Exercise
Retype, character for character, the line containing "Target: tin can with lid" along with each line after it through the end of the data, and only those.

Records drawn from a dataset
§ §

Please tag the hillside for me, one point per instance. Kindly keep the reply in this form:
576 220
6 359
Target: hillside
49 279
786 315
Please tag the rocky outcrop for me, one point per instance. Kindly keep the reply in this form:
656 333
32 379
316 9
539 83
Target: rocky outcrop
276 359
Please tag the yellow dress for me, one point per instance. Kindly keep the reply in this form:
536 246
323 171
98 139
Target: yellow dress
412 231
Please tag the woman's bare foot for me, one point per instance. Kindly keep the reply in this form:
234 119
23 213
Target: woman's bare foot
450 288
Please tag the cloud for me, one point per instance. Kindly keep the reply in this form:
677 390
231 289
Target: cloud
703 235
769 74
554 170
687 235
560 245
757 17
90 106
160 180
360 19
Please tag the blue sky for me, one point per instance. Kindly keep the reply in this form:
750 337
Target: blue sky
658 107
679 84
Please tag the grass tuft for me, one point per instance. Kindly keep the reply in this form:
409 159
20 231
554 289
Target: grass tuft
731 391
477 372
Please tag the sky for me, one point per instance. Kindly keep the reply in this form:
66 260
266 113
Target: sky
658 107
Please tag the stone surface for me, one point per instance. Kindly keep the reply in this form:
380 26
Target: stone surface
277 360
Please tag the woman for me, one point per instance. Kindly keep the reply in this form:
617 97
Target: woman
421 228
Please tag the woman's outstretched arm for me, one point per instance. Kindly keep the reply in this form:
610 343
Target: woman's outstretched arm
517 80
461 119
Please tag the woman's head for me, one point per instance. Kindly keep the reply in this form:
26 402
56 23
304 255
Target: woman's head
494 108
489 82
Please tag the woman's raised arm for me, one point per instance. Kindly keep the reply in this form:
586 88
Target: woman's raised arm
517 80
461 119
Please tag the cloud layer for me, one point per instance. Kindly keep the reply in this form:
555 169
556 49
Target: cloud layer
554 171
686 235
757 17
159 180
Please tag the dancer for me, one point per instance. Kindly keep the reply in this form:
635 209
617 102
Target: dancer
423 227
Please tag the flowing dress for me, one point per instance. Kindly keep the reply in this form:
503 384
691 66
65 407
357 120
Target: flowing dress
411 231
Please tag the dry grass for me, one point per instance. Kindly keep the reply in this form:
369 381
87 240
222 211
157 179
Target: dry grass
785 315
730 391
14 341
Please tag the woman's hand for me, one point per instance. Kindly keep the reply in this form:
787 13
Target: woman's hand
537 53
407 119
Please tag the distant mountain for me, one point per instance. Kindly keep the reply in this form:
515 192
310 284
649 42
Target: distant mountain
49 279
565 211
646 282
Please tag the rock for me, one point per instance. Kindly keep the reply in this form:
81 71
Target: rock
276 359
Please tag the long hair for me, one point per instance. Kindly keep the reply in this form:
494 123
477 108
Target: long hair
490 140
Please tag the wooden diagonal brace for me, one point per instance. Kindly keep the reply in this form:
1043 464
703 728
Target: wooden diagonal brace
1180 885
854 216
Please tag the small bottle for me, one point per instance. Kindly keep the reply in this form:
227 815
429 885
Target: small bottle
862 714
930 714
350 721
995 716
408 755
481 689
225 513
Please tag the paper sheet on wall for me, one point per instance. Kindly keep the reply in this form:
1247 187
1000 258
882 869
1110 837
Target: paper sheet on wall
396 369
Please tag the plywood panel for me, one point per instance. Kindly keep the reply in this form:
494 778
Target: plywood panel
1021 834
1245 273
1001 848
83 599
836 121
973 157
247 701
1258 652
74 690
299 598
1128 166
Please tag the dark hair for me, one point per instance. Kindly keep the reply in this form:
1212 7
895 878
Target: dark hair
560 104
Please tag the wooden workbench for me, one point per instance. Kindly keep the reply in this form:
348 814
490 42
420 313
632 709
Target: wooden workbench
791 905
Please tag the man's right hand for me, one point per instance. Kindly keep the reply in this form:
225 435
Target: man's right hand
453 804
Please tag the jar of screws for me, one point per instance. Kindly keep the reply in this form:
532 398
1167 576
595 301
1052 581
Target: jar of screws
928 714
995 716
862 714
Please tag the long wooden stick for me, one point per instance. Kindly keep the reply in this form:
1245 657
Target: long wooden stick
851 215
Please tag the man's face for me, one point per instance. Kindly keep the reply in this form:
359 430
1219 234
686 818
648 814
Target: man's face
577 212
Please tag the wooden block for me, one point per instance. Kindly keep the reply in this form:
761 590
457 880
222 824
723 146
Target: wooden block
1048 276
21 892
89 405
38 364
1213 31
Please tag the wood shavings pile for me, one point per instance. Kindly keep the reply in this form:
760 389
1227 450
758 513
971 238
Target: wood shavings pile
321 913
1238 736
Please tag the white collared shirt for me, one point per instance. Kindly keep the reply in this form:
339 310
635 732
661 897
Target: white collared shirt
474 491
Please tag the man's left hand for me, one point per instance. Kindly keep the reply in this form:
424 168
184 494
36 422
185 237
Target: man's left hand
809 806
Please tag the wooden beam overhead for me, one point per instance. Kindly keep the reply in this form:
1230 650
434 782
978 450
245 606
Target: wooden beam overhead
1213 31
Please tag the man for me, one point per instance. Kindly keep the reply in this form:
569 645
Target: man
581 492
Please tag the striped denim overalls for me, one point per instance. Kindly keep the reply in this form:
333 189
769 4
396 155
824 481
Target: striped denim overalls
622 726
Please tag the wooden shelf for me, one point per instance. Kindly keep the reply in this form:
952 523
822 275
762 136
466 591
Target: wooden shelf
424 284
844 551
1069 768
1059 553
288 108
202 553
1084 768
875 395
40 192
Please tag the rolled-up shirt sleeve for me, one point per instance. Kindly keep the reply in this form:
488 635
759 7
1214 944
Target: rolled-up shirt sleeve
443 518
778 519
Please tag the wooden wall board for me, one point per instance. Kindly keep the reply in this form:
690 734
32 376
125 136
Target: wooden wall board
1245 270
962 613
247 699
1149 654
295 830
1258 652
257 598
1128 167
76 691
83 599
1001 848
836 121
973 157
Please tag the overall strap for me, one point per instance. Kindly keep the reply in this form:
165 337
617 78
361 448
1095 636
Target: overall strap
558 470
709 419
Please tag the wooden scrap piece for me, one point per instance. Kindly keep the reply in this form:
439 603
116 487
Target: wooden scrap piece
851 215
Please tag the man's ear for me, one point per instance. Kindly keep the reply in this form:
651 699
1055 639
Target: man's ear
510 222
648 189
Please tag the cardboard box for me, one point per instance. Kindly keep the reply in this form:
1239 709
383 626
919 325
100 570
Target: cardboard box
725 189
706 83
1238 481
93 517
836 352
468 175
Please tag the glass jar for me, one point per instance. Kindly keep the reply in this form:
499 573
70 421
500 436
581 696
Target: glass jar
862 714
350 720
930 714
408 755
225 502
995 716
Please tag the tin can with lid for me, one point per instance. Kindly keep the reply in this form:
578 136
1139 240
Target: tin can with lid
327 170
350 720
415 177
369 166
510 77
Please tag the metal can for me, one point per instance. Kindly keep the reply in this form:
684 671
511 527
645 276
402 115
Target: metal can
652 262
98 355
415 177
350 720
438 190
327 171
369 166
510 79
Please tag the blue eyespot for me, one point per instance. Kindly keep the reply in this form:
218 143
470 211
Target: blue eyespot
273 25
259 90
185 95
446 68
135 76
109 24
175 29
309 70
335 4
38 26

§ §

Reply
Target: tin can with lid
327 170
350 720
415 177
369 166
510 77
Please tag the metal can for me, one point per instance. Kindly keep the reply in this form:
684 671
511 527
645 276
402 115
Target: metal can
652 262
98 355
415 177
350 720
438 190
327 171
369 166
510 79
Please tag the blue eyespot for me, one point per instance. Kindly keep the reply in this form:
218 143
470 211
Target: blue eyespot
273 25
259 90
185 95
446 68
135 76
109 24
175 29
309 70
335 4
38 26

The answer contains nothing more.